__ВЫБРАННЫЙ ОТРЫВОК__.
=-=-=-=-=

Однажды, придя гостем в один дом, после трапезы Учитель попросил: «Надобно немедленно убрать эти свечи»111. Он сказал, что иначе слишком отчетливо видно, как быстро спускается ночь, и есть в этом некоторая суетливость. Когда вещи видятся именно так, такой взгляд, такое движение души и есть хайкай. Еще Учитель добавил: «Ведь и жизнь столь же быстротечна». Ощущение тщетности бытия — вот что постоянно занимало помышления покойного Учителя.

Однажды он рассказал мне, что во время одного путешествия делал кое-какие дорожные записи. Когда же я попросил разрешения взглянуть на них, Учитель сказал: «Ничего особенно достойного внимания там нет. Впрочем, когда вы увидите их после моей смерти, то, может быть, даже они покажутся вам и трогательными и достойными внимания». Эти слова восхитили меня. Пусть я и не видел этих записей, но уверен, что они глубоко растрогали бы мою душу.

=-=-=-=-=

__ИЗВЛЕЧЁННЫЕ ДАННЫЕ__.
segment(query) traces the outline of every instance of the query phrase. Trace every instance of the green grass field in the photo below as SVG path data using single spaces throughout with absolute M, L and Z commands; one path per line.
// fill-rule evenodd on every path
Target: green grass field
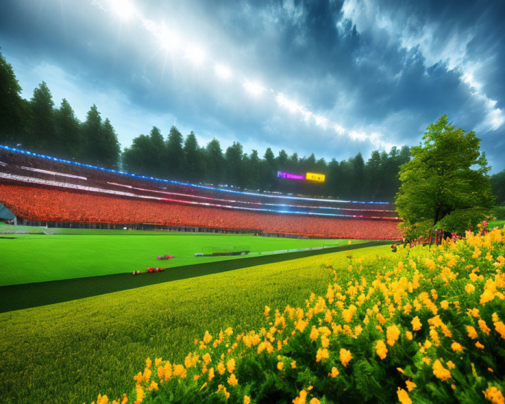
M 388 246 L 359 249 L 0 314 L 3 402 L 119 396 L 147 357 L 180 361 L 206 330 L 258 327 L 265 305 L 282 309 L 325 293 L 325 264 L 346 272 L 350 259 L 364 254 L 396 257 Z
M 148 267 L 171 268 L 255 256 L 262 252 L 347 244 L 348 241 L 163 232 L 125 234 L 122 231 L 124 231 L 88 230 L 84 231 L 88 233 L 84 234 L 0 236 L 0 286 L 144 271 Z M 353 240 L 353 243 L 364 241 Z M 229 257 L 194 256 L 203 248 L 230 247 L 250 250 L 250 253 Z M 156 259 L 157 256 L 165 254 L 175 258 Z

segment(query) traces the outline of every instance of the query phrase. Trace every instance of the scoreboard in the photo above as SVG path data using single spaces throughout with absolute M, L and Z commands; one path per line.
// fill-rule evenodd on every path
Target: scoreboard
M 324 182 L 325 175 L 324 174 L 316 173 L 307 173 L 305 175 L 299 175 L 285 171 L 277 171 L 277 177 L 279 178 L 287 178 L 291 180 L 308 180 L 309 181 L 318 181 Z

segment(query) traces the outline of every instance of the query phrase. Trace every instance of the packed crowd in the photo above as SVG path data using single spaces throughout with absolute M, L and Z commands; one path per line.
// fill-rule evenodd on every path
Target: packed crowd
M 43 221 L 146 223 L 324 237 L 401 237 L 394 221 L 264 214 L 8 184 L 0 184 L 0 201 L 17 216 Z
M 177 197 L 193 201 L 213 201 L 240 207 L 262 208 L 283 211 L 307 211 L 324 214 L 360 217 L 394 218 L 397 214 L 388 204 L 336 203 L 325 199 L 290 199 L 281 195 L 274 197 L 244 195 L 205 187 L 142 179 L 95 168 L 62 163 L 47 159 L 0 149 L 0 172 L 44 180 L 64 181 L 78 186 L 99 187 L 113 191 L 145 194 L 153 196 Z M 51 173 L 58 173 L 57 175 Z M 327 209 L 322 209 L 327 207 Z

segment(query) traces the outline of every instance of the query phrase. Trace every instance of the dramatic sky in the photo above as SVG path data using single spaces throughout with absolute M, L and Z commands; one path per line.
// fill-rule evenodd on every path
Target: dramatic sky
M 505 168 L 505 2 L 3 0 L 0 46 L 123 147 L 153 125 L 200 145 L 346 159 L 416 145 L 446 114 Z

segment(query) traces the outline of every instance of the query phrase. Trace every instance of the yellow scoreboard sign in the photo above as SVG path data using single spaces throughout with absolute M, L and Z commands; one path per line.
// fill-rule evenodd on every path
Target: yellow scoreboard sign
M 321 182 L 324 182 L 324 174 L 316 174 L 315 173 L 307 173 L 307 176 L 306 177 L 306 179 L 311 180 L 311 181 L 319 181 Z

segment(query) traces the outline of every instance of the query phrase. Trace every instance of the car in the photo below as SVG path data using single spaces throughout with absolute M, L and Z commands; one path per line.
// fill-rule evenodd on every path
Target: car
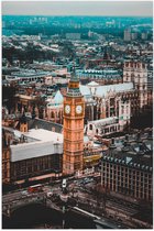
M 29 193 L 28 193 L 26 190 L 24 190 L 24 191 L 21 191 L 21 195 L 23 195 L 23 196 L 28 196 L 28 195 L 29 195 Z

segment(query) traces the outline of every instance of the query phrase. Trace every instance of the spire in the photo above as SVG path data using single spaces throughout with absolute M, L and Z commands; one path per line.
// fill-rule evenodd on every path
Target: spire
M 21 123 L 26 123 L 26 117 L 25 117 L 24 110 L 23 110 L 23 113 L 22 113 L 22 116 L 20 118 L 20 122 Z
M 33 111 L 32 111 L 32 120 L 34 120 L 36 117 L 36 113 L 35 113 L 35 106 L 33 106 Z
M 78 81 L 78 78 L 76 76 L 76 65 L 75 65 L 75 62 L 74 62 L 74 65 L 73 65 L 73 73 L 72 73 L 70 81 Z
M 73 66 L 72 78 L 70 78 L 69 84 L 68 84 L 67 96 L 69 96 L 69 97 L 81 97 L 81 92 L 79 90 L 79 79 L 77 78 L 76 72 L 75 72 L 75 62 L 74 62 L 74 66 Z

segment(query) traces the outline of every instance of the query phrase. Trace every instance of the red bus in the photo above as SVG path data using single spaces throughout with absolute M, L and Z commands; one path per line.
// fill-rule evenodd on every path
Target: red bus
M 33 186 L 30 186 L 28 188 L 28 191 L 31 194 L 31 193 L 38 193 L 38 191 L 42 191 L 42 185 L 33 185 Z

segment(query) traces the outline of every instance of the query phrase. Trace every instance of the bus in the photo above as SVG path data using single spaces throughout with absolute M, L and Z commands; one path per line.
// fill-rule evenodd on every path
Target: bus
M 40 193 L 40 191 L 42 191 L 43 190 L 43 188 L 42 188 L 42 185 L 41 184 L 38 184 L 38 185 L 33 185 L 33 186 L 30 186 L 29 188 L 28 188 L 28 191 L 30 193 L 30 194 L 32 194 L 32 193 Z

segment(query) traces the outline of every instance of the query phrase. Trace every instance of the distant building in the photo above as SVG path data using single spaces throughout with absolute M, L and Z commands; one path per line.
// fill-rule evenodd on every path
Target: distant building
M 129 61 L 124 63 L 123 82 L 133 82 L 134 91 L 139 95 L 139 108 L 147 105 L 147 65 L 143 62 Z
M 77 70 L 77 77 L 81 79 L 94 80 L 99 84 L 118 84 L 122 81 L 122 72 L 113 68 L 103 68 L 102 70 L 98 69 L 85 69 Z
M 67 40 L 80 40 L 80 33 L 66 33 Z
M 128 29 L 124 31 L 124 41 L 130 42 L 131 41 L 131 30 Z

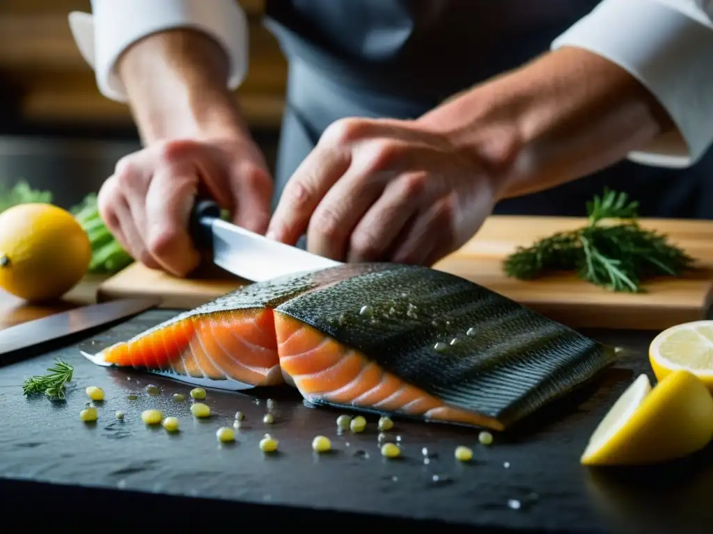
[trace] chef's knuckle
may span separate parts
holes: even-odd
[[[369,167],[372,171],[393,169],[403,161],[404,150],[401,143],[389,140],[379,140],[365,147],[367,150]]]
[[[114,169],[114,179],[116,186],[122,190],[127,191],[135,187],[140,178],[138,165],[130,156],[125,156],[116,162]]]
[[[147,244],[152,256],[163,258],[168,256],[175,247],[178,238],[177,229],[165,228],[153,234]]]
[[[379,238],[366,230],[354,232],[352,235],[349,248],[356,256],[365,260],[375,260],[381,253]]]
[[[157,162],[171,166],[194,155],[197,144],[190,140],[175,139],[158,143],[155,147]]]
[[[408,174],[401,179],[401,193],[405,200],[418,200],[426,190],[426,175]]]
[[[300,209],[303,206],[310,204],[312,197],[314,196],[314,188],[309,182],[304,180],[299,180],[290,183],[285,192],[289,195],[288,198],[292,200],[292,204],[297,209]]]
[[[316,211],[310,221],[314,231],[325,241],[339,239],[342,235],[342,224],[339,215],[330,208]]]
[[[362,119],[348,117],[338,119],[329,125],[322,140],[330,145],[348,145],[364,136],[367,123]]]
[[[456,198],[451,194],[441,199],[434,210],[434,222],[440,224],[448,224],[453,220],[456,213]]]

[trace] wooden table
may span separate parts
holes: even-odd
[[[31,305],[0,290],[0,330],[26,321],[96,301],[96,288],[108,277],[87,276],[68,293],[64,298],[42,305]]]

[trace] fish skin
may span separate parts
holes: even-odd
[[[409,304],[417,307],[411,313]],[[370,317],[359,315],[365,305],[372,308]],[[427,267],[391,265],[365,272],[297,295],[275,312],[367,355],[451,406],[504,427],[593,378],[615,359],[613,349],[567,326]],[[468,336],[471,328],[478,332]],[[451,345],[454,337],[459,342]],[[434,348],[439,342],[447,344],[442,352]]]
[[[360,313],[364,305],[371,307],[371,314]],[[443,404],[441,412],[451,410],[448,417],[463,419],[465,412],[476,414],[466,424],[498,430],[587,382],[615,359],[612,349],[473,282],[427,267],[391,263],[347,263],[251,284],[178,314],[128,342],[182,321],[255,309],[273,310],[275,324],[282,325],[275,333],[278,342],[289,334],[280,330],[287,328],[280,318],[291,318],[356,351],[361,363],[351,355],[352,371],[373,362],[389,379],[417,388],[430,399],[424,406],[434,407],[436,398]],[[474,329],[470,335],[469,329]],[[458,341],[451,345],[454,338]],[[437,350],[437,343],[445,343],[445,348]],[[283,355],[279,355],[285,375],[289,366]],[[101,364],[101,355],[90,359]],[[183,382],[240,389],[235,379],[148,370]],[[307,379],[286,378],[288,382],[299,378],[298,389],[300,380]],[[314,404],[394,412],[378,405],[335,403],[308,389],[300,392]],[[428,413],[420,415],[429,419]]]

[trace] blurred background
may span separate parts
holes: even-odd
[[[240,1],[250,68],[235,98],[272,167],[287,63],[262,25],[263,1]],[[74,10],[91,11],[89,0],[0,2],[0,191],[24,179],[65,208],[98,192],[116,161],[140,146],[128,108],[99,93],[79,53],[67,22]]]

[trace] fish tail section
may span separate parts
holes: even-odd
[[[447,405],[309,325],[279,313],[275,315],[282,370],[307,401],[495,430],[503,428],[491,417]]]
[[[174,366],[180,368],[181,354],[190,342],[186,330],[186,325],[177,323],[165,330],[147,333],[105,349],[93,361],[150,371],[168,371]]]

=-=-=-=-=

__ПОСТАВЛЕННАЯ ЗАДАЧА 1__.
Объясните по выбранному отрывку, почему Учитель после трапезы попросил немедленно убрать свечи. Уложитесь в одно–три предложения.
__ПОСТАВЛЕННАЯ ЗАДАЧА 2__.
Согласуются ли с выбранным отрывком утверждения (a), (b) и (c)? На каждое ответьте «да» или «нет» и дословно приведите решающие слова отрывка.
(a) Учитель считал свои дорожные записи особенно достойными внимания.
(b) Рассказчик видел дорожные записи Учителя.
(c) Ощущение тщетности бытия постоянно занимало помышления Учителя.

__ПОЛНЫЙ ОТВЕТ 1__.
Учитель попросил убрать свечи, потому что иначе слишком отчетливо видно, как быстро спускается ночь, и в этом есть некоторая суетливость. Он добавил, что и жизнь столь же быстротечна.

__ПОЛНЫЙ ОТВЕТ 2__.
(a) Нет: «Ничего особенно достойного внимания там нет».
(b) Нет: «Пусть я и не видел этих записей».
(c) Да: «Ощущение тщетности бытия — вот что постоянно занимало помышления покойного Учителя».